= Aim =
Count the lines below that contain the word "pavement". Reply with only the number.

= Available records =
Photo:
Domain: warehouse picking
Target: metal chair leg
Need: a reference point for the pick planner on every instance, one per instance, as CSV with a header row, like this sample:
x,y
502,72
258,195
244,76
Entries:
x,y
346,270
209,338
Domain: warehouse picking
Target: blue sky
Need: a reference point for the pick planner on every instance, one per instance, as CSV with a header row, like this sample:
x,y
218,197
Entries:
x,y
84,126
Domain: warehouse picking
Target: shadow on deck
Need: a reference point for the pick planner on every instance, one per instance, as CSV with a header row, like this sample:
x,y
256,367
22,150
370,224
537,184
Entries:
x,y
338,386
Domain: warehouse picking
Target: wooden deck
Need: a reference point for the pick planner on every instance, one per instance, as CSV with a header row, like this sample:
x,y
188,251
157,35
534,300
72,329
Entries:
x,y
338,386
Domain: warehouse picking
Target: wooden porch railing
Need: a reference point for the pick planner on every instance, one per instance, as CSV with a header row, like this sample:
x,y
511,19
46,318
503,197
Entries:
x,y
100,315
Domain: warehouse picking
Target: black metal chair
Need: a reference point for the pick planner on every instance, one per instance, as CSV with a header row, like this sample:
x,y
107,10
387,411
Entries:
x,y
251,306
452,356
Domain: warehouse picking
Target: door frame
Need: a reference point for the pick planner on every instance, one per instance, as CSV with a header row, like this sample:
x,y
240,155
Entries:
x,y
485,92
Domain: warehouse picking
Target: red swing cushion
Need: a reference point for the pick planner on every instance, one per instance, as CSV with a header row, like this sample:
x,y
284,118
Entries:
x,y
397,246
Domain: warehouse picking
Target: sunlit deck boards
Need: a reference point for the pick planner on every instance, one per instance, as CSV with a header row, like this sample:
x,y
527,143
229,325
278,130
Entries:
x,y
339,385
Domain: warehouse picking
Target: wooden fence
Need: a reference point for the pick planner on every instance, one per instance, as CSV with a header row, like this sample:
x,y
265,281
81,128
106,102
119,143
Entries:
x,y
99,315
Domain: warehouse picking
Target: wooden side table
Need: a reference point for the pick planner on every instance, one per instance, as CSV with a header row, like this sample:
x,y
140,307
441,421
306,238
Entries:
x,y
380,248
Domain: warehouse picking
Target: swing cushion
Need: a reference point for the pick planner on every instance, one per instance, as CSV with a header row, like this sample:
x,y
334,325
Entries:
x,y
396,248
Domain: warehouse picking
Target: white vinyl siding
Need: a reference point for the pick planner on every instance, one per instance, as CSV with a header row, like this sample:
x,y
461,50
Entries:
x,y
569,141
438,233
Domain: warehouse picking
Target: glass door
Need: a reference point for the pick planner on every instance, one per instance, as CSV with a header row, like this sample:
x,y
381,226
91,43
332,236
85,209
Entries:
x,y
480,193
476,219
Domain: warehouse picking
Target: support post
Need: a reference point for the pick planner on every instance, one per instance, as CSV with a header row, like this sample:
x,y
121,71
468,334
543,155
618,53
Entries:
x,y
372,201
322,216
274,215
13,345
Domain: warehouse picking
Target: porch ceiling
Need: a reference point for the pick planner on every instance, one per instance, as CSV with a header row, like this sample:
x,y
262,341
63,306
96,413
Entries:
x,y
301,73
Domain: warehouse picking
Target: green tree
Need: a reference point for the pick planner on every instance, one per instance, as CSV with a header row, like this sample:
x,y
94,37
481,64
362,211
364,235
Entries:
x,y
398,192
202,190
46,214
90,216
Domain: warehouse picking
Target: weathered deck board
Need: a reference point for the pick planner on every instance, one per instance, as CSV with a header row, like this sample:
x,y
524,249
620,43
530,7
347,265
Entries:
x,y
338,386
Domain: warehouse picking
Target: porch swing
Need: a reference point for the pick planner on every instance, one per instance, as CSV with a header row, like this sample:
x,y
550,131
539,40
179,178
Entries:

...

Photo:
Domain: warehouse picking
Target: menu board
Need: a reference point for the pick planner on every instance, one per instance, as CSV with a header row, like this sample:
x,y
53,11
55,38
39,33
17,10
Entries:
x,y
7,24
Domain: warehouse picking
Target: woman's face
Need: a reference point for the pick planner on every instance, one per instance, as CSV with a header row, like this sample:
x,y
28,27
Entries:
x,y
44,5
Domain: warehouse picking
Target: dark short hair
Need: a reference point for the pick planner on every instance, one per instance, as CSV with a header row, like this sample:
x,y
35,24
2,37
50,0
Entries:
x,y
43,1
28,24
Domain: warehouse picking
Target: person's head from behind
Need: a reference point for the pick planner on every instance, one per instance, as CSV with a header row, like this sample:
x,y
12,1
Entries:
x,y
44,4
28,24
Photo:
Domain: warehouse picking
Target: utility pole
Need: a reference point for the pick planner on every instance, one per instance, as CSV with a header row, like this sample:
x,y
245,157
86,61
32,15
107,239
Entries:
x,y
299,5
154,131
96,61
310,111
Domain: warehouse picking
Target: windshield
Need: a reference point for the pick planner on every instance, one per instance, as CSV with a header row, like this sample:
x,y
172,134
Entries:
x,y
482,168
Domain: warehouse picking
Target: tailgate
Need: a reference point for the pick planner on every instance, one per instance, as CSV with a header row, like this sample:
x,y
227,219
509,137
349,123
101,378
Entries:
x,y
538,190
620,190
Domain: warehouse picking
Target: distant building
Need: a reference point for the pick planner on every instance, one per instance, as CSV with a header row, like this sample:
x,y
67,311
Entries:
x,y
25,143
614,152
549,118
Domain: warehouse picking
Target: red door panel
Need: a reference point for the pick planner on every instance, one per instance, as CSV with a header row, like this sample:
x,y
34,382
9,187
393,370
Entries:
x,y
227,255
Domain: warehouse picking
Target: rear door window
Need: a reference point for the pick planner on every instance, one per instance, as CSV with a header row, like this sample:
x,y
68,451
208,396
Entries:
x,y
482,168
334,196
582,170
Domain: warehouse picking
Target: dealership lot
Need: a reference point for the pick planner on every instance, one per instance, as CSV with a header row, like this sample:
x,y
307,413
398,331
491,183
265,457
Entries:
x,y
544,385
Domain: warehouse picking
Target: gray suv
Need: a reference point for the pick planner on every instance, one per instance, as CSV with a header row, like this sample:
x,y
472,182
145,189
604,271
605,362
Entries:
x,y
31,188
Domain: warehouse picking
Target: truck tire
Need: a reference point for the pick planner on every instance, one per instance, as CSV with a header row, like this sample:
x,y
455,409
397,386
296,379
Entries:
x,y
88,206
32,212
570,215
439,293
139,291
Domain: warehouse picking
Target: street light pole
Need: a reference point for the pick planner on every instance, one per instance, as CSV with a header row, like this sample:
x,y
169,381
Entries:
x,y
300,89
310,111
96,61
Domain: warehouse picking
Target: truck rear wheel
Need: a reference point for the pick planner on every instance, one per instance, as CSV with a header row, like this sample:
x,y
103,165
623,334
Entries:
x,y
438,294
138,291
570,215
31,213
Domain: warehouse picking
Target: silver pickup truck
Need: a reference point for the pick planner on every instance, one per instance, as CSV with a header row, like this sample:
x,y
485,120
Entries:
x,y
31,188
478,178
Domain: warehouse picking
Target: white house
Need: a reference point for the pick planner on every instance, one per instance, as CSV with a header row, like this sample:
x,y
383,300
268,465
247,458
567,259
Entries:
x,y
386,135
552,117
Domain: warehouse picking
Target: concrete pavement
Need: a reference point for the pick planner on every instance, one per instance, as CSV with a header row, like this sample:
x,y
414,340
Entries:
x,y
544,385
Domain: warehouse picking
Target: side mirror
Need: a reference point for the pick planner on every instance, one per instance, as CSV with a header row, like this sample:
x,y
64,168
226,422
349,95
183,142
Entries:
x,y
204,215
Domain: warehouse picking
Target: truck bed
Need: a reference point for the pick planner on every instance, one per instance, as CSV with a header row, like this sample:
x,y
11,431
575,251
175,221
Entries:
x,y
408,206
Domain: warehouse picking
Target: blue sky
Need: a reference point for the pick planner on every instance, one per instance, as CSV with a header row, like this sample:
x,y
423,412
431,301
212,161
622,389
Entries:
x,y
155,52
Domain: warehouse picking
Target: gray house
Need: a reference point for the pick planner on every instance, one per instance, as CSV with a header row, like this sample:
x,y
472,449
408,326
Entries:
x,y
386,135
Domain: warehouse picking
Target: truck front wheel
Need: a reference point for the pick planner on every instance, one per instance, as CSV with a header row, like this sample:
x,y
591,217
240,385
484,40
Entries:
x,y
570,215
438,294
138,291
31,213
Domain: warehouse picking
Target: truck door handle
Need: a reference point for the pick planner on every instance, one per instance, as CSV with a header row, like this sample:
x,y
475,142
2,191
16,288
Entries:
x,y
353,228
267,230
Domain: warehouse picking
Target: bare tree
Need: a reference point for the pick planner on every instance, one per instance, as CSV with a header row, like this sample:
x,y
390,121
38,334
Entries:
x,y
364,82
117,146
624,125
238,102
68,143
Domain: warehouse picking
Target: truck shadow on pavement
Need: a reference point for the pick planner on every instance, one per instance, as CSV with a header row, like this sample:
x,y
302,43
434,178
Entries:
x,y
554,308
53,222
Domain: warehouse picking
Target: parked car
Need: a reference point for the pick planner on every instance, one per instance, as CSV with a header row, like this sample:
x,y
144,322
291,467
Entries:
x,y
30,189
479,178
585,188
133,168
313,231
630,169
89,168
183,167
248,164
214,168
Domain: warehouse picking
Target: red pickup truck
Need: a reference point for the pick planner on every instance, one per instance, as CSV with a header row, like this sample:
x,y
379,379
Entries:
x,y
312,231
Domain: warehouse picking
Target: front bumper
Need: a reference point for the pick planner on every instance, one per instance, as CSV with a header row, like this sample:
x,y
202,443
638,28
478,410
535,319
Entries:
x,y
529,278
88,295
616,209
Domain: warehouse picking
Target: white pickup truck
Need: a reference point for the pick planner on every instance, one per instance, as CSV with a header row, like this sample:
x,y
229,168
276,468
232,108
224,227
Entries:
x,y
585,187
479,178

= Final answer =
2